JOB
Collect each line in the data below that contains the string "query" and copy it in full. Case counts, so a line matches only if the letters have the same capitalization.

Entries for bounding box labeling:
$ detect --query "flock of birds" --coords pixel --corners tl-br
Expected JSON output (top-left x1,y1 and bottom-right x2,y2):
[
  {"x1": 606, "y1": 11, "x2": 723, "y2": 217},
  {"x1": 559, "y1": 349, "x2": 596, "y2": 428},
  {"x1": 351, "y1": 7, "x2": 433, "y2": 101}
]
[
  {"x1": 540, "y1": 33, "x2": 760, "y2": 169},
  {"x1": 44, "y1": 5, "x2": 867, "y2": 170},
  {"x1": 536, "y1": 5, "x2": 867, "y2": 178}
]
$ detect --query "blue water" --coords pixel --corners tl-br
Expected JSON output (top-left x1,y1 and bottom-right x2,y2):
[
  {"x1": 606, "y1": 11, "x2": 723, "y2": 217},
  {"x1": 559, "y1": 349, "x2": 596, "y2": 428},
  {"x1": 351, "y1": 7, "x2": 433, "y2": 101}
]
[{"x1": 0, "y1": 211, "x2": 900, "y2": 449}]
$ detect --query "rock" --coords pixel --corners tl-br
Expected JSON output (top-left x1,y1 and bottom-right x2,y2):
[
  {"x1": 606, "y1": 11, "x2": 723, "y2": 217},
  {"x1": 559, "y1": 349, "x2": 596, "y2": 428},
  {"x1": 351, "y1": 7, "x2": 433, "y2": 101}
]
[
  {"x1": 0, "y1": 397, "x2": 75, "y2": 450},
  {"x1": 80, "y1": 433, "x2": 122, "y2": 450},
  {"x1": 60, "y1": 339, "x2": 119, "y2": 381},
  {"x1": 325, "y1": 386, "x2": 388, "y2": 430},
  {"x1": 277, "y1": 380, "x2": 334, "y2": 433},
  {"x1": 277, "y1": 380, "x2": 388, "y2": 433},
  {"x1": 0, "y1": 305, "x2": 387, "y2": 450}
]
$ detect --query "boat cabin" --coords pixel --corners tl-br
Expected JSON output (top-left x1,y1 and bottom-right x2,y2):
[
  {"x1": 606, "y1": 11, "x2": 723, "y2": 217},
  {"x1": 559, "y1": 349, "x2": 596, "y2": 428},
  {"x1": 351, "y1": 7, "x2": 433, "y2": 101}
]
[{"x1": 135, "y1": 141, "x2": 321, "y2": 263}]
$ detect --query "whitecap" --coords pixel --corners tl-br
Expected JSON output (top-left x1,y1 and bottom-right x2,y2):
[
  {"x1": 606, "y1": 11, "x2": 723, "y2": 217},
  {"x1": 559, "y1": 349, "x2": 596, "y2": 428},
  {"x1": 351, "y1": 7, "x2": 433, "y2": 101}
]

EXPECTED OUTPUT
$ detect --query "flock of birds" --coords pixel --corners tl-br
$ detect --query "blue water" --coords pixel --corners tl-br
$ detect --query "rock" --coords pixel --corners tl-br
$ detect --query "boat cabin" --coords pixel --corners tl-br
$ detect --query "whitecap" --coords pixel --corners tl-br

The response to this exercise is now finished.